* Extract
Re: Attention Experienced Professionals
Date: Mon, 18 Oct 2004 09:57:05 -0400
Message-ID: <2ti0dmF20s9u1U1_at_uni-berlin.de>
"Kenneth Downs" <firstinit.lastname_at_lastnameplusfam.net> wrote in message
news:5eppkc.sg1.ln_at_mercury.downsfam.net...
> Laconic2 wrote:
>
> >
> > "Kenneth Downs" <firstinit.lastname_at_lastnameplusfam.net> wrote in
message
> > news:ebfokc.dmf.ln_at_mercury.downsfam.net...
> >
> >> A colleague of mine and I had a certain approach to tough problems we
> > could
> >> not work out. I might start by saying, "I'm having trouble, maybe you
> >> can
> >> find my bug." Then I would begin explaining, and then say, "Oh, forget
> > it,
> >> I just figured it out."
> >>
> >> After awhile we dropped the part about helping, and would approach each
> >> other by saying, "I'm going to explain to you what I'm doing and figure
> > out
> >> a problem about halfway through the explanation..." The other would
> >> chuckle and patiently listen.

Source data:
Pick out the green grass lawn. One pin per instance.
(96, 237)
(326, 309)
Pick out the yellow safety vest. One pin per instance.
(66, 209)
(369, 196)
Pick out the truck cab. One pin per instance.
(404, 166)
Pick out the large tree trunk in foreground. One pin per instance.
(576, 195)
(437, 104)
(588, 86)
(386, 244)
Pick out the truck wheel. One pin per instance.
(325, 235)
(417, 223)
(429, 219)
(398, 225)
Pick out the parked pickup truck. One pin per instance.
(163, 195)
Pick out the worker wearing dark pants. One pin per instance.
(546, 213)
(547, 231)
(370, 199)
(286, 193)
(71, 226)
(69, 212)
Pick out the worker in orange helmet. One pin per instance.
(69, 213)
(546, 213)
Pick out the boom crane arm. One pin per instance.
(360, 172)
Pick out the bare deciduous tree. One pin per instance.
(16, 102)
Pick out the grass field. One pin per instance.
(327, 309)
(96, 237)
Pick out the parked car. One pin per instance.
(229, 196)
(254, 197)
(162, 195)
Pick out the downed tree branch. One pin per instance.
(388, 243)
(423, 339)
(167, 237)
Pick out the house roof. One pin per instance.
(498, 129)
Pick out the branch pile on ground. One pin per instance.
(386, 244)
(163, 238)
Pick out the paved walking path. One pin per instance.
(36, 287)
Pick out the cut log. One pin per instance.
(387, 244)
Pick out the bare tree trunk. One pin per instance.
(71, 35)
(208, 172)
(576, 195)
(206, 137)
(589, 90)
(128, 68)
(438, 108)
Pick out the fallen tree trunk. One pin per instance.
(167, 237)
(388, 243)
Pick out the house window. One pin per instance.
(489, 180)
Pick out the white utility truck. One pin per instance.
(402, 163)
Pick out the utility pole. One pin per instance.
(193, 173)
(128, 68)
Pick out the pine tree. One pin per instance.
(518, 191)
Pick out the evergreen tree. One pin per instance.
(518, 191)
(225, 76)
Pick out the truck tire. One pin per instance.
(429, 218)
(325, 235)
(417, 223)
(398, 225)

* Problem description
Answer these questions about the newsgroup message:
(a) What subject line does the message carry?
(b) On what date was the message sent?
(c) In the story about the colleague, what would the other person do after hearing the opening line?
This listing was drawn from a different source than the message.

* Solved problem
(a) Re: Attention Experienced Professionals
(b) Monday, October 18, 2004
(c) The other would chuckle and patiently listen.